- 所给节选 -
------------------------------------------------------------

祭祀,(對應英语:sacrifice()、ritual();韓語:제사)演變自中國古代“牺牲”儀式,是指以線香肉類蔬果布帛(傳統儒教祭祀)等供品向神靈聖徒或者亡魂奉獻、祈禱的一種行為。现代祭祀一般没有供奉活物、烧化祭等有一定原始崇拜性质的仪式

作为文化融合的一部分,儒家文化中的祭祀除了宗教層面外,也有紀念的意義。通常是紀念死去的先祖[1]儒家也认为,凡是有利于人類生存和发展的人或物,都可以列入祭祀对象。[2]東亞的天主教徒、佛教徒和无宗教信仰者受儒家文化影響,有時也会进行一定的祭祀活动[3],典型一例即是17-18世纪天主教传教士因祭祀礼仪问题导致的中国礼仪之争。在第二次梵蒂冈大公会议(1962-1965)上,祭祖祭孔被正式认可,成为天主教教义的一部分[3],但现代基督徒,特别是基督新教信徒,已不再祭祖或祭孔。[4][5]

内容[编辑]

祭或祭祀,从内容上包括场地、仪式、祭文(祝禱詞)、祭品等内容:

與犧牲的關聯[编辑]

許多祭祀仪式會涉及犧牲。依據犧牲種類不同,主要可分為動物祭(英语:animal sacrifice)和人祭(英语:human sacrifice,強調其謀殺性質時稱為ritual murder),依據祭品是否死亡以及死亡方式,可分為一般性祭品、自杀祭(英语:ritual suicide)、儀式性自殘以及活祭(生祭)。

------------------------------------------------------------

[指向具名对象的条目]
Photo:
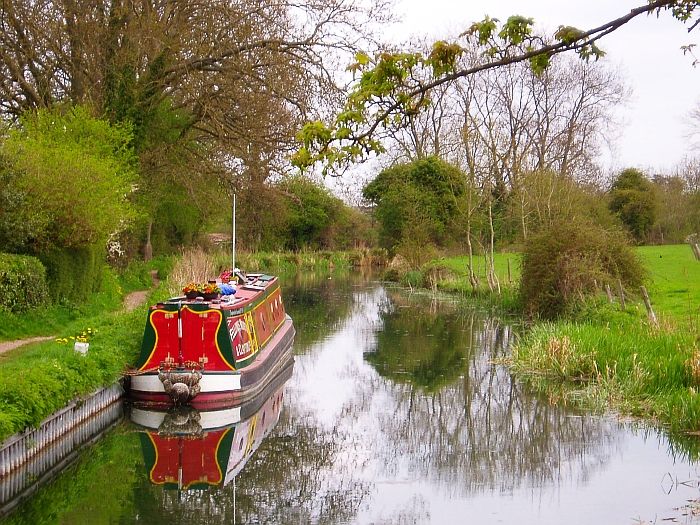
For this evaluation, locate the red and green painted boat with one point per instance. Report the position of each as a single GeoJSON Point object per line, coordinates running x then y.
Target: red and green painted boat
{"type": "Point", "coordinates": [213, 353]}
{"type": "Point", "coordinates": [185, 449]}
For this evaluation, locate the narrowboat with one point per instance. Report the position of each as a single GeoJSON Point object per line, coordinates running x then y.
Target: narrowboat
{"type": "Point", "coordinates": [187, 449]}
{"type": "Point", "coordinates": [213, 352]}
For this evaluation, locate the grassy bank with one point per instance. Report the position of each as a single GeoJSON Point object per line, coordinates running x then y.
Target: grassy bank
{"type": "Point", "coordinates": [604, 357]}
{"type": "Point", "coordinates": [608, 358]}
{"type": "Point", "coordinates": [60, 319]}
{"type": "Point", "coordinates": [39, 379]}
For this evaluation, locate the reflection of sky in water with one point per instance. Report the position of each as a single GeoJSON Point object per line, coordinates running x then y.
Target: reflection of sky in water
{"type": "Point", "coordinates": [509, 458]}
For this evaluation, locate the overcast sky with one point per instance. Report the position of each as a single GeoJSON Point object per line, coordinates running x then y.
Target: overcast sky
{"type": "Point", "coordinates": [665, 85]}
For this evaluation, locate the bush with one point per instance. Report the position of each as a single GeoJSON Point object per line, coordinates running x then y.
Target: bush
{"type": "Point", "coordinates": [73, 274]}
{"type": "Point", "coordinates": [568, 262]}
{"type": "Point", "coordinates": [22, 282]}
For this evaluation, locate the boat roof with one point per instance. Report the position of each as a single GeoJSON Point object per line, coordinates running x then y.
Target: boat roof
{"type": "Point", "coordinates": [246, 293]}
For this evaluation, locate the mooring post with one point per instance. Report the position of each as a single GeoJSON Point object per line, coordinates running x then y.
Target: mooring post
{"type": "Point", "coordinates": [608, 292]}
{"type": "Point", "coordinates": [621, 293]}
{"type": "Point", "coordinates": [650, 310]}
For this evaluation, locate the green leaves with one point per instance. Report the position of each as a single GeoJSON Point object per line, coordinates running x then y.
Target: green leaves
{"type": "Point", "coordinates": [483, 30]}
{"type": "Point", "coordinates": [75, 172]}
{"type": "Point", "coordinates": [516, 30]}
{"type": "Point", "coordinates": [443, 57]}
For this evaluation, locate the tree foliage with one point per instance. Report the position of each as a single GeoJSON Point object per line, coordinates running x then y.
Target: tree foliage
{"type": "Point", "coordinates": [633, 200]}
{"type": "Point", "coordinates": [311, 217]}
{"type": "Point", "coordinates": [213, 91]}
{"type": "Point", "coordinates": [420, 202]}
{"type": "Point", "coordinates": [70, 176]}
{"type": "Point", "coordinates": [390, 87]}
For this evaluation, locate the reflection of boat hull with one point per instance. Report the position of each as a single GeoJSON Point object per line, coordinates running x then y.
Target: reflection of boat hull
{"type": "Point", "coordinates": [187, 449]}
{"type": "Point", "coordinates": [213, 354]}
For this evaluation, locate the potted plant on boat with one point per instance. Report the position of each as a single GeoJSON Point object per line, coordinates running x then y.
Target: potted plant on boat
{"type": "Point", "coordinates": [193, 290]}
{"type": "Point", "coordinates": [211, 291]}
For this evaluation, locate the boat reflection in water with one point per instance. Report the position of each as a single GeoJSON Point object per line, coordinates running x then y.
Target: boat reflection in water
{"type": "Point", "coordinates": [188, 449]}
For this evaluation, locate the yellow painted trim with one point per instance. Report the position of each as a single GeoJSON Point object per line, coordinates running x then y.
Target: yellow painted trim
{"type": "Point", "coordinates": [216, 335]}
{"type": "Point", "coordinates": [150, 320]}
{"type": "Point", "coordinates": [150, 474]}
{"type": "Point", "coordinates": [216, 461]}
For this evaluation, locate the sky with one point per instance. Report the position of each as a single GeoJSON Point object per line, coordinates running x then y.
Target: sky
{"type": "Point", "coordinates": [665, 85]}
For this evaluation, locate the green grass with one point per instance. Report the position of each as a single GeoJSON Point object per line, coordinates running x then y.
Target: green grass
{"type": "Point", "coordinates": [68, 318]}
{"type": "Point", "coordinates": [674, 282]}
{"type": "Point", "coordinates": [608, 358]}
{"type": "Point", "coordinates": [36, 380]}
{"type": "Point", "coordinates": [45, 377]}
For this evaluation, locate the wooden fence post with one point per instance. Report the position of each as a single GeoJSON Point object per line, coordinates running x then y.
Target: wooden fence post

------------------------------------------------------------

- 任务简述 -
请把上面那段关于祭祀的节选从头到尾原样抄录一遍。

- 书面回答 -
祭祀,(對應英语:sacrifice()、ritual();韓語:제사)演變自中國古代“牺牲”儀式,是指以線香肉類蔬果布帛(傳統儒教祭祀)等供品向神靈聖徒或者亡魂奉獻、祈禱的一種行為。现代祭祀一般没有供奉活物、烧化祭等有一定原始崇拜性质的仪式

作为文化融合的一部分,儒家文化中的祭祀除了宗教層面外,也有紀念的意義。通常是紀念死去的先祖[1]儒家也认为,凡是有利于人類生存和发展的人或物,都可以列入祭祀对象。[2]東亞的天主教徒、佛教徒和无宗教信仰者受儒家文化影響,有時也会进行一定的祭祀活动[3],典型一例即是17-18世纪天主教传教士因祭祀礼仪问题导致的中国礼仪之争。在第二次梵蒂冈大公会议(1962-1965)上,祭祖祭孔被正式认可,成为天主教教义的一部分[3],但现代基督徒,特别是基督新教信徒,已不再祭祖或祭孔。[4][5]

内容[编辑]

祭或祭祀,从内容上包括场地、仪式、祭文(祝禱詞)、祭品等内容:

與犧牲的關聯[编辑]

許多祭祀仪式會涉及犧牲。依據犧牲種類不同,主要可分為動物祭(英语:animal sacrifice)和人祭(英语:human sacrifice,強調其謀殺性質時稱為ritual murder),依據祭品是否死亡以及死亡方式,可分為一般性祭品、自杀祭(英语:ritual suicide)、儀式性自殘以及活祭(生祭)。